═════ SOURCE MATERIAL

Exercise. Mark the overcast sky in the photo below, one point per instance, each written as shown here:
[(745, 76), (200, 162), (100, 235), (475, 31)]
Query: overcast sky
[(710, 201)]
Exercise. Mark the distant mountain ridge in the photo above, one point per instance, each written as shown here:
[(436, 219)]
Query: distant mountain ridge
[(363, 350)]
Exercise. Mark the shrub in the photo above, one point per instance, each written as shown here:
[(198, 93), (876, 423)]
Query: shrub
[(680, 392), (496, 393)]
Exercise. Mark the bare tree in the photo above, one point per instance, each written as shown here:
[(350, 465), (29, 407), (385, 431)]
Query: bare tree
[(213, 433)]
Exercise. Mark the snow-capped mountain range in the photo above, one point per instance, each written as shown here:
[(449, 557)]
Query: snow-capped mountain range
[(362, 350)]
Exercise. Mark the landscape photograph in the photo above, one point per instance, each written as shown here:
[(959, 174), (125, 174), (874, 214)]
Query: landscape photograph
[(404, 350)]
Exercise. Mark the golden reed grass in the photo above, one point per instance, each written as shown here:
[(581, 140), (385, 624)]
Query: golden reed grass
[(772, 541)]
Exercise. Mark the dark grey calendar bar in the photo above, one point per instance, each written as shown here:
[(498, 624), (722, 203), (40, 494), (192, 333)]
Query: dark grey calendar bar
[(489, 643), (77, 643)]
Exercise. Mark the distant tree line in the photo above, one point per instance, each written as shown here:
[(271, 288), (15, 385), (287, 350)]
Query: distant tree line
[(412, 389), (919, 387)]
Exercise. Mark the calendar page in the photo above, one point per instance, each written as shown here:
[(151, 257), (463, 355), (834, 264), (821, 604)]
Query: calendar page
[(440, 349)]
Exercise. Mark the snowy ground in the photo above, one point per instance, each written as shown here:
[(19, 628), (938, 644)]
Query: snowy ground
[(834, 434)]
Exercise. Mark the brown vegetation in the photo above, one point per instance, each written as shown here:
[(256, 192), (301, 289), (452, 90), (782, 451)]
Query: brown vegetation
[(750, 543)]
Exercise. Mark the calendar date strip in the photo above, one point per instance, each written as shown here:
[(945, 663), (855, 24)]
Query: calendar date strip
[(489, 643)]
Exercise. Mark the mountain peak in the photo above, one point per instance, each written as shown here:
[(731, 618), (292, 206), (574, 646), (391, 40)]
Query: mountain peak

══════════

Print the listing above in its entirety, with every line exact.

= RESPONSE TO THE TASK =
Exercise. Mark the overcast sky in the photo below, one point per instance, each written as shown here:
[(745, 76), (200, 162), (100, 235), (475, 31)]
Query: overcast sky
[(710, 201)]
Exercise. Mark the distant mountain ridge in the photo above, one point per instance, each written as shown here:
[(436, 219)]
Query: distant mountain ridge
[(363, 350)]
Exercise. Mark the shrub in the photo above, one point per instance, each written as shown here:
[(198, 93), (876, 423)]
Query: shrub
[(680, 392), (496, 393)]
Exercise. Mark the bare tree in the photo above, one point per instance, each written as shown here:
[(350, 465), (29, 407), (385, 431)]
Query: bare tree
[(213, 433)]
Exercise. Mark the snow-capped mountain range in the photo above, one point per instance, each written as shown here:
[(449, 557)]
Query: snow-capped mountain range
[(362, 350)]
Exercise. Mark the landscape photograph in the photo above, one point per instance, each written as shown here:
[(959, 174), (125, 174), (874, 214)]
Query: landscape photograph
[(404, 350)]
Exercise. Mark the golden reed grass in the photo above, one point per instance, each written as shown here:
[(581, 140), (385, 624)]
Query: golden reed grass
[(772, 541)]
Exercise. Mark the dark grey calendar bar in the photo above, one point per instance, each written as shown here:
[(498, 624), (722, 203), (40, 494), (192, 333)]
Query: dark grey calendar bar
[(489, 643), (77, 643)]
Exercise. Mark the distant tree line in the photo above, one point per instance, each written as shown here:
[(271, 288), (15, 385), (287, 350)]
Query: distant tree line
[(412, 389), (919, 387)]
Exercise. Mark the calendar page in the photo above, one point per instance, each written as shown here:
[(151, 257), (463, 355), (834, 264), (821, 604)]
Query: calendar page
[(440, 349)]
Exercise. Mark the snowy ground in the photo above, one point per instance, each written as shown here:
[(19, 628), (938, 644)]
Query: snowy ground
[(834, 434)]
Exercise. Mark the brown vegetation in the photo above, one point per instance, each written as shown here:
[(256, 192), (301, 289), (452, 90), (782, 451)]
Query: brown vegetation
[(750, 543)]
Exercise. Mark the calendar date strip in the photo above, one point per instance, each written as shown here:
[(945, 663), (855, 24)]
Query: calendar date strip
[(489, 643)]
Exercise. Mark the mountain peak in the photo above, one point per instance, each written as shown here:
[(731, 618), (292, 206), (574, 646), (391, 40)]
Query: mountain peak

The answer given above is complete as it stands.